--- START ---
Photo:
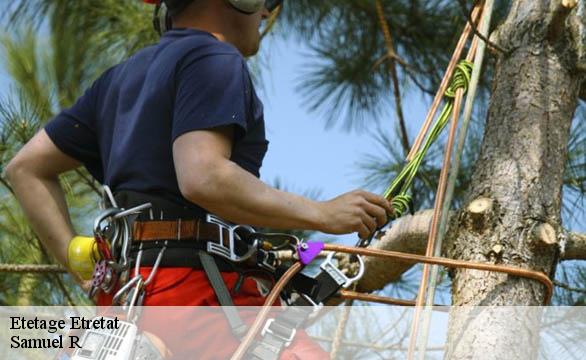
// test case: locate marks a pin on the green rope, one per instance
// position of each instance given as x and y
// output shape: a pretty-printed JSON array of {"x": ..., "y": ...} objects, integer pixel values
[{"x": 398, "y": 190}]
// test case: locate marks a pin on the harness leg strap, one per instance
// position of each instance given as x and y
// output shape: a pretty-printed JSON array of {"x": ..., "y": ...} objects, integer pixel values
[{"x": 222, "y": 293}]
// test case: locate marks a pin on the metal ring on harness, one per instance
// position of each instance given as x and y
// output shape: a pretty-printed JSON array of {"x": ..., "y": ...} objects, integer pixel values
[{"x": 328, "y": 266}]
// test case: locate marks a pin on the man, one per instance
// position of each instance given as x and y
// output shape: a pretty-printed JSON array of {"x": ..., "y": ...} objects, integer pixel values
[{"x": 179, "y": 124}]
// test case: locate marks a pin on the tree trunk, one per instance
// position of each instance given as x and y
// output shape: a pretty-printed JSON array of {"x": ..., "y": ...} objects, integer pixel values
[{"x": 519, "y": 178}]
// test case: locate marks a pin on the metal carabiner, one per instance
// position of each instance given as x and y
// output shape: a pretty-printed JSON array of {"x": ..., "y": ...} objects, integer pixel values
[
  {"x": 328, "y": 266},
  {"x": 229, "y": 251}
]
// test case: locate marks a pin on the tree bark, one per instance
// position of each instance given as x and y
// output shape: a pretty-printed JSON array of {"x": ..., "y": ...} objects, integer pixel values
[{"x": 520, "y": 169}]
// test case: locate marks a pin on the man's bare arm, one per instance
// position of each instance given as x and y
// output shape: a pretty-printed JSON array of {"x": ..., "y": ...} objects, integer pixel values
[
  {"x": 208, "y": 178},
  {"x": 33, "y": 175}
]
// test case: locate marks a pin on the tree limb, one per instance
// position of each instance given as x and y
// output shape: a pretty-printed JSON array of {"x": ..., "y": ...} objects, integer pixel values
[
  {"x": 575, "y": 247},
  {"x": 409, "y": 234}
]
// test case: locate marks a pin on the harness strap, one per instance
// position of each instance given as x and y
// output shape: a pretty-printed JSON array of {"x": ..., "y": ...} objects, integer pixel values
[
  {"x": 222, "y": 293},
  {"x": 279, "y": 332}
]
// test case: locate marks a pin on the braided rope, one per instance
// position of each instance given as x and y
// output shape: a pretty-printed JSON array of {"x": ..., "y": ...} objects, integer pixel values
[
  {"x": 398, "y": 189},
  {"x": 31, "y": 268}
]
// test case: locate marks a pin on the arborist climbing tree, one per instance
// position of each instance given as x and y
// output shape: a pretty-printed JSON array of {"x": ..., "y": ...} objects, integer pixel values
[{"x": 484, "y": 207}]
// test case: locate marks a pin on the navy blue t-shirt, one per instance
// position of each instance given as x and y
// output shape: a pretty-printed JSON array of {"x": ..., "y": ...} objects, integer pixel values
[{"x": 123, "y": 128}]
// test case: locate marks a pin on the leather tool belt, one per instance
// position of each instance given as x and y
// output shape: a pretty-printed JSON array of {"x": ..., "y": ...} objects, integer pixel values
[
  {"x": 184, "y": 239},
  {"x": 181, "y": 225}
]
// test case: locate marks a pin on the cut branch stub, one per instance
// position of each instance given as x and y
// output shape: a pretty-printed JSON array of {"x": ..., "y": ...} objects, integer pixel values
[
  {"x": 479, "y": 213},
  {"x": 545, "y": 234}
]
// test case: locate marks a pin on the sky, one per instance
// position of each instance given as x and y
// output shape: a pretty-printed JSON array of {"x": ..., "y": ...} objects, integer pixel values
[{"x": 302, "y": 154}]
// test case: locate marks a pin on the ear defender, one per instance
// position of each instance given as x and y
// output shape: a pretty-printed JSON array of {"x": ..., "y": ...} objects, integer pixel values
[{"x": 247, "y": 6}]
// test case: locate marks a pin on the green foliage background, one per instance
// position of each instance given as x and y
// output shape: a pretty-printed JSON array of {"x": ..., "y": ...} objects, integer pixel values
[{"x": 54, "y": 49}]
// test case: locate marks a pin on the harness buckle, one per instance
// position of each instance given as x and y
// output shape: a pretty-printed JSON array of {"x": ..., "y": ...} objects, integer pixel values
[
  {"x": 328, "y": 266},
  {"x": 226, "y": 248},
  {"x": 287, "y": 339}
]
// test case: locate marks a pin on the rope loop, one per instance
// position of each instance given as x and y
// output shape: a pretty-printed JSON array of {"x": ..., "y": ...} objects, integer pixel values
[
  {"x": 461, "y": 78},
  {"x": 400, "y": 204}
]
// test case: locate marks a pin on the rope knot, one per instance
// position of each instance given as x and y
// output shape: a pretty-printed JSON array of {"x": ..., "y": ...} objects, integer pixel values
[{"x": 461, "y": 78}]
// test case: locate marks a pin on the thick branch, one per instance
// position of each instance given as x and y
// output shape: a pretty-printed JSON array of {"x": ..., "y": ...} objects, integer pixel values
[
  {"x": 409, "y": 234},
  {"x": 575, "y": 247}
]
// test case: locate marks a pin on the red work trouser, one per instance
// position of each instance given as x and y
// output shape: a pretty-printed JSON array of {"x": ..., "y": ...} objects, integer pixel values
[{"x": 190, "y": 287}]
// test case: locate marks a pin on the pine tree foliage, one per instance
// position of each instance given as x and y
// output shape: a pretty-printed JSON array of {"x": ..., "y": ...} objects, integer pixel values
[{"x": 61, "y": 46}]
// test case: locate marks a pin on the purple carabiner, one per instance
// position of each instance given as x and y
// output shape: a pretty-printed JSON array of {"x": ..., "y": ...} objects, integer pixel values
[{"x": 309, "y": 251}]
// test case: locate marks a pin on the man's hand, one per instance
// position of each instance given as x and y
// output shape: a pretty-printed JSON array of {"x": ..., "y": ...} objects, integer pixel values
[{"x": 357, "y": 211}]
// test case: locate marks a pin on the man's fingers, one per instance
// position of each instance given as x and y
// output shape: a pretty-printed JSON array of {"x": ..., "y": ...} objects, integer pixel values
[
  {"x": 370, "y": 223},
  {"x": 378, "y": 200},
  {"x": 364, "y": 233},
  {"x": 377, "y": 212}
]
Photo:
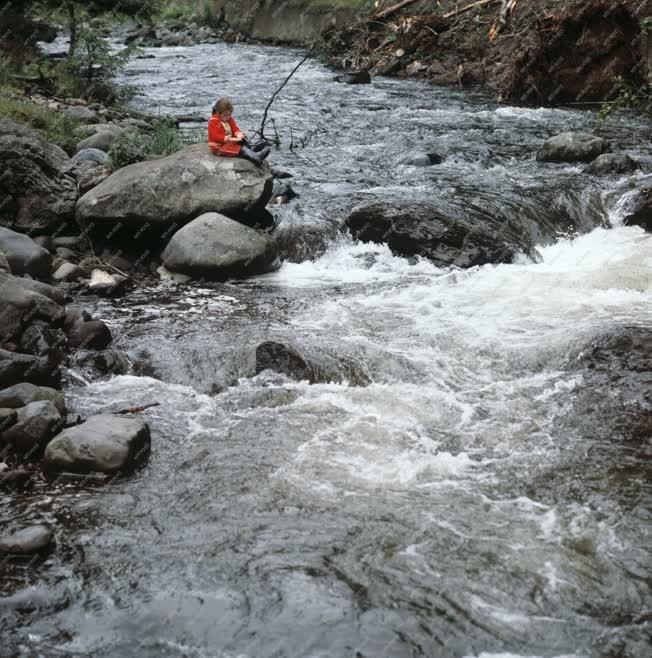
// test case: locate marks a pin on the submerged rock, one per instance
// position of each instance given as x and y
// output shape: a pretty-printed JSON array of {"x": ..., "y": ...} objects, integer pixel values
--- END ---
*Your assignment*
Search the listing for "harness" and copy each line holding it.

*Written response*
// test case: locate marks a pin on the harness leg strap, one per instance
// test case: locate marks a pin on the metal ring on harness, one per instance
// test case: locate marks a pin on the harness strap, one per instance
// test case: locate marks a pin on the harness buckle, one per instance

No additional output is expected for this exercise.